▸ Your instructions:
Return the part of the records that opens with the line containing "Where can the black baseball" and closes with the line containing "point(248, 126)", copying each line exactly, with nothing else.

------------------------------------------------

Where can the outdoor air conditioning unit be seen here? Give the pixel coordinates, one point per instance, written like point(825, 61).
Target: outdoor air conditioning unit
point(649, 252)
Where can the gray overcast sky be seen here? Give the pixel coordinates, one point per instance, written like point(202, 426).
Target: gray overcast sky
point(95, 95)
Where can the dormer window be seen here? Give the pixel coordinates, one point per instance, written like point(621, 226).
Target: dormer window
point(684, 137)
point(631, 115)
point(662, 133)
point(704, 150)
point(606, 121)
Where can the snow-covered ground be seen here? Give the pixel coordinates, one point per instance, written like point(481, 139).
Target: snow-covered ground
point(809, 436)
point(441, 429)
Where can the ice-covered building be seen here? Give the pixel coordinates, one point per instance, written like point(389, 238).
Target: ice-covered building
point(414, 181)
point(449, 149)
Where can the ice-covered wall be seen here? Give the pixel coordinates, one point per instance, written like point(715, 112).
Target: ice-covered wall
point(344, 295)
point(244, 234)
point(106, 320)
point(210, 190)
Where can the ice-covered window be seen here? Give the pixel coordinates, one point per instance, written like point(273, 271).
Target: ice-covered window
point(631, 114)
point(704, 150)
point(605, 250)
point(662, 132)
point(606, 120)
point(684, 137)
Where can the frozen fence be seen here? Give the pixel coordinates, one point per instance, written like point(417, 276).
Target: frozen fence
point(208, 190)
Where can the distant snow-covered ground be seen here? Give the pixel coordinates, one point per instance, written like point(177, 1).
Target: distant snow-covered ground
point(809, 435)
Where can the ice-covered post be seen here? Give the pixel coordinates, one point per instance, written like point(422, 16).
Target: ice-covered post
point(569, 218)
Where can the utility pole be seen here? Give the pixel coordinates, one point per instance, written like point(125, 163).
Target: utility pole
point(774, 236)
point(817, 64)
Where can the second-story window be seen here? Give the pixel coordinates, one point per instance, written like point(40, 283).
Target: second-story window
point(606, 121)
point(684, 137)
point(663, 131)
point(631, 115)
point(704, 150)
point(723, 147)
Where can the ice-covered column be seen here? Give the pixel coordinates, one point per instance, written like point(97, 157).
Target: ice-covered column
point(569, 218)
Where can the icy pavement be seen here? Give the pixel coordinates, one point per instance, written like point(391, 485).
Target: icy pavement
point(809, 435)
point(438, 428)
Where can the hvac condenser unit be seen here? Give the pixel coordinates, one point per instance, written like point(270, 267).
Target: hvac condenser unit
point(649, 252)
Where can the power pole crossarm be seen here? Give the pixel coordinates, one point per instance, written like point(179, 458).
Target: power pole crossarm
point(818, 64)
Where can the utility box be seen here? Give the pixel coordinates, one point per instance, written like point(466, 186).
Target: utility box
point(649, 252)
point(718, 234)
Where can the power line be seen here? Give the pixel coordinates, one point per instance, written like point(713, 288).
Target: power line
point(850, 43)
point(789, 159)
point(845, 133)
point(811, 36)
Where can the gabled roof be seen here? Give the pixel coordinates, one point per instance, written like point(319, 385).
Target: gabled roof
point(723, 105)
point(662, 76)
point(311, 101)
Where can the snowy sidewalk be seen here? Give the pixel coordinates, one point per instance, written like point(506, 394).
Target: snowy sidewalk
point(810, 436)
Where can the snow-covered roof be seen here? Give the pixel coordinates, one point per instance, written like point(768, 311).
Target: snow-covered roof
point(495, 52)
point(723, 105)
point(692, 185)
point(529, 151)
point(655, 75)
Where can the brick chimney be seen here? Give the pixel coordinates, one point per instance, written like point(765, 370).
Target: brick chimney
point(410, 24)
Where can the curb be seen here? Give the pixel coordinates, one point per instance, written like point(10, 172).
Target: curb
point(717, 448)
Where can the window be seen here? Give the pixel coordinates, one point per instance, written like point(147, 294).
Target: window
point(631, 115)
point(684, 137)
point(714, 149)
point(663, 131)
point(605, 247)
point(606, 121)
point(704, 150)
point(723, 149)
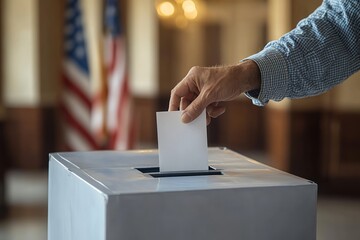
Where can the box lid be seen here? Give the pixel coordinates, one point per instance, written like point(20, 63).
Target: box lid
point(114, 172)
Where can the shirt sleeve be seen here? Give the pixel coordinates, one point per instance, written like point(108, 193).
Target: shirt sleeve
point(321, 52)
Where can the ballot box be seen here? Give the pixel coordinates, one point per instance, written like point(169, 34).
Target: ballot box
point(122, 195)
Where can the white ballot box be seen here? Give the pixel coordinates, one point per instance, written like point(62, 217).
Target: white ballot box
point(122, 195)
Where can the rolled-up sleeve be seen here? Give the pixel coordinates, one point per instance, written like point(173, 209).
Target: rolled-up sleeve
point(321, 52)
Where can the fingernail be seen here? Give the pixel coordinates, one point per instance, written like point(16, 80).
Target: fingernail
point(185, 118)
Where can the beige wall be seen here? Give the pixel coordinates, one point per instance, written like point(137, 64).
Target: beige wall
point(20, 52)
point(143, 48)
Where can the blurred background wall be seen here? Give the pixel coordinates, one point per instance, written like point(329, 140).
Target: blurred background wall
point(317, 138)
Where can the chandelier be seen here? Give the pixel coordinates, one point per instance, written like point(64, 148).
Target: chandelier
point(177, 12)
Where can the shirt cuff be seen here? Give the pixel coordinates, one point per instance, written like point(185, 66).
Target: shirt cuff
point(274, 76)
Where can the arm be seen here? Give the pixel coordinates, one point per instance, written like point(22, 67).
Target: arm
point(207, 87)
point(322, 51)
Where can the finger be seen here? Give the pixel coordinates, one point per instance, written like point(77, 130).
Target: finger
point(215, 111)
point(184, 103)
point(179, 91)
point(195, 108)
point(208, 119)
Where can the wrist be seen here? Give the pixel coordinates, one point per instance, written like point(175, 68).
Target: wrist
point(248, 76)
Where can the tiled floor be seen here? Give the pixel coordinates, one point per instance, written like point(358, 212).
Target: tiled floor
point(338, 218)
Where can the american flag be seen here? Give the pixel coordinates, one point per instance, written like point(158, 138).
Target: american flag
point(76, 102)
point(98, 115)
point(120, 122)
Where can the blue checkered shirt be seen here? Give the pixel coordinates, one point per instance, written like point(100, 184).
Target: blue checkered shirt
point(321, 52)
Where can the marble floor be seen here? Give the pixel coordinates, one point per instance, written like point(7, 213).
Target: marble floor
point(337, 218)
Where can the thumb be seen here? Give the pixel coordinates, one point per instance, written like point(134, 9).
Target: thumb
point(194, 110)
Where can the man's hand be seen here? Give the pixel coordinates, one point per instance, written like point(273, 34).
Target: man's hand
point(208, 87)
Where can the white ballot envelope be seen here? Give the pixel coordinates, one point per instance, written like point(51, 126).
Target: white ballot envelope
point(182, 146)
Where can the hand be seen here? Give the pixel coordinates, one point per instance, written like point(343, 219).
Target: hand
point(209, 87)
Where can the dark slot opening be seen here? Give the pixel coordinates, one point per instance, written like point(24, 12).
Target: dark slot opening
point(155, 172)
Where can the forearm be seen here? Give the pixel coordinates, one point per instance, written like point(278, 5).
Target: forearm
point(320, 53)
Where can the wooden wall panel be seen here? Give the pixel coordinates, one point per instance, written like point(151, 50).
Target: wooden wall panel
point(30, 135)
point(241, 127)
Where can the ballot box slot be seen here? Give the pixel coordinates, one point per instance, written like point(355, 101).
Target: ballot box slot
point(155, 172)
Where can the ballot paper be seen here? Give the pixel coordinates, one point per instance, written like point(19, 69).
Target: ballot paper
point(182, 146)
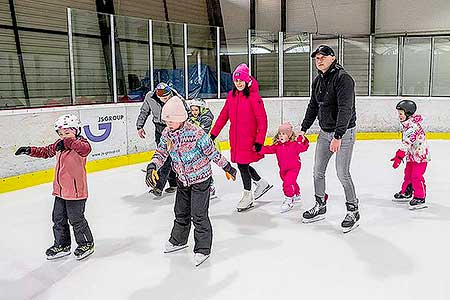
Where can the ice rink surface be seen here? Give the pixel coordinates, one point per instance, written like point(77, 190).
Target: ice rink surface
point(260, 254)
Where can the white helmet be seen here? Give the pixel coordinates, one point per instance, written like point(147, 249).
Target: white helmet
point(198, 102)
point(68, 121)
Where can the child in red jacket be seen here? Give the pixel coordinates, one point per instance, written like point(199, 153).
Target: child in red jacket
point(69, 187)
point(415, 150)
point(288, 147)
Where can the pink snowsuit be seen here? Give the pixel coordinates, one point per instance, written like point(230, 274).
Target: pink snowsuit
point(248, 124)
point(288, 156)
point(417, 155)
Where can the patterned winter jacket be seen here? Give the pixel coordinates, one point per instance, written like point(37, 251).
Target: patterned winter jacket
point(204, 120)
point(414, 140)
point(191, 150)
point(70, 182)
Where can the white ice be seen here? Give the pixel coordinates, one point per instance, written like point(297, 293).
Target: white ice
point(260, 254)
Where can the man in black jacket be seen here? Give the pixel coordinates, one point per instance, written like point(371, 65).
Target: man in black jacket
point(333, 103)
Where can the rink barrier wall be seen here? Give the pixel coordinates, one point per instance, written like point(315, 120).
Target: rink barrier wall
point(112, 132)
point(45, 176)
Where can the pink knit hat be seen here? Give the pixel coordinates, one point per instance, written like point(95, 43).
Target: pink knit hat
point(241, 72)
point(174, 110)
point(286, 128)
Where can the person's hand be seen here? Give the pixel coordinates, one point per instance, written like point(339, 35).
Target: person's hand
point(152, 175)
point(60, 146)
point(141, 133)
point(230, 172)
point(335, 145)
point(398, 158)
point(23, 150)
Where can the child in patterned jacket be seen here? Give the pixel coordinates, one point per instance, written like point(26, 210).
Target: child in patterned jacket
point(192, 151)
point(415, 149)
point(202, 116)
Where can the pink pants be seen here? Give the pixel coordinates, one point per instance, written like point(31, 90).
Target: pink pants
point(414, 175)
point(290, 186)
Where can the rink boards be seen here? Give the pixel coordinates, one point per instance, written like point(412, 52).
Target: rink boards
point(112, 132)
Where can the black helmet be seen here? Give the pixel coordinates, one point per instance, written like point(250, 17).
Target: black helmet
point(408, 106)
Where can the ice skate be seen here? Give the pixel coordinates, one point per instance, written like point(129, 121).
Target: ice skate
point(199, 258)
point(316, 213)
point(246, 201)
point(403, 197)
point(171, 189)
point(212, 192)
point(262, 187)
point(156, 192)
point(351, 220)
point(169, 247)
point(288, 204)
point(417, 203)
point(84, 251)
point(57, 251)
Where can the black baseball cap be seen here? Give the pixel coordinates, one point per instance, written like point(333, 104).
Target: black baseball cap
point(324, 50)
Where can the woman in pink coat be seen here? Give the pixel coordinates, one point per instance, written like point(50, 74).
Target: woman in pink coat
point(287, 146)
point(248, 126)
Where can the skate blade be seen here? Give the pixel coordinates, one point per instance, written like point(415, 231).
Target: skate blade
point(406, 200)
point(176, 249)
point(264, 191)
point(313, 220)
point(286, 210)
point(59, 255)
point(198, 263)
point(86, 254)
point(417, 207)
point(347, 230)
point(245, 209)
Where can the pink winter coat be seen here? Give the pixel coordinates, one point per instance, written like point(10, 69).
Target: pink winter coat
point(70, 181)
point(414, 142)
point(288, 153)
point(248, 124)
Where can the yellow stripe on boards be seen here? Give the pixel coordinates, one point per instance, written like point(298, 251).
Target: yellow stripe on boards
point(18, 182)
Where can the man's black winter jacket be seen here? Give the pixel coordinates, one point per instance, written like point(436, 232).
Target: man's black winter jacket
point(332, 101)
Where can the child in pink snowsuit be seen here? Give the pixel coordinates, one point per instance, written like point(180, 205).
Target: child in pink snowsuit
point(414, 147)
point(288, 147)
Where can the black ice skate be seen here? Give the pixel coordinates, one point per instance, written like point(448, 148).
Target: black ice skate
point(57, 251)
point(351, 220)
point(417, 203)
point(84, 251)
point(404, 197)
point(316, 213)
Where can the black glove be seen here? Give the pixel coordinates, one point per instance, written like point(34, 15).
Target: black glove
point(258, 147)
point(230, 172)
point(152, 175)
point(23, 150)
point(60, 146)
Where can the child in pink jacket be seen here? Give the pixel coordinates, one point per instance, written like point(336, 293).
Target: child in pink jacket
point(415, 149)
point(288, 147)
point(69, 187)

------------------------------------------------

▸ Response to this exercise:
Where can the black baseball cap be seen here? Give the pixel coordinates, one point per instance, written like point(333, 104).
Target: black baseball cap
point(324, 50)
Where can the woman in pink coat be seen here? Give the pixel coordinates, one point per instance, written like point(50, 74).
Target: woman in pink coat
point(287, 146)
point(248, 126)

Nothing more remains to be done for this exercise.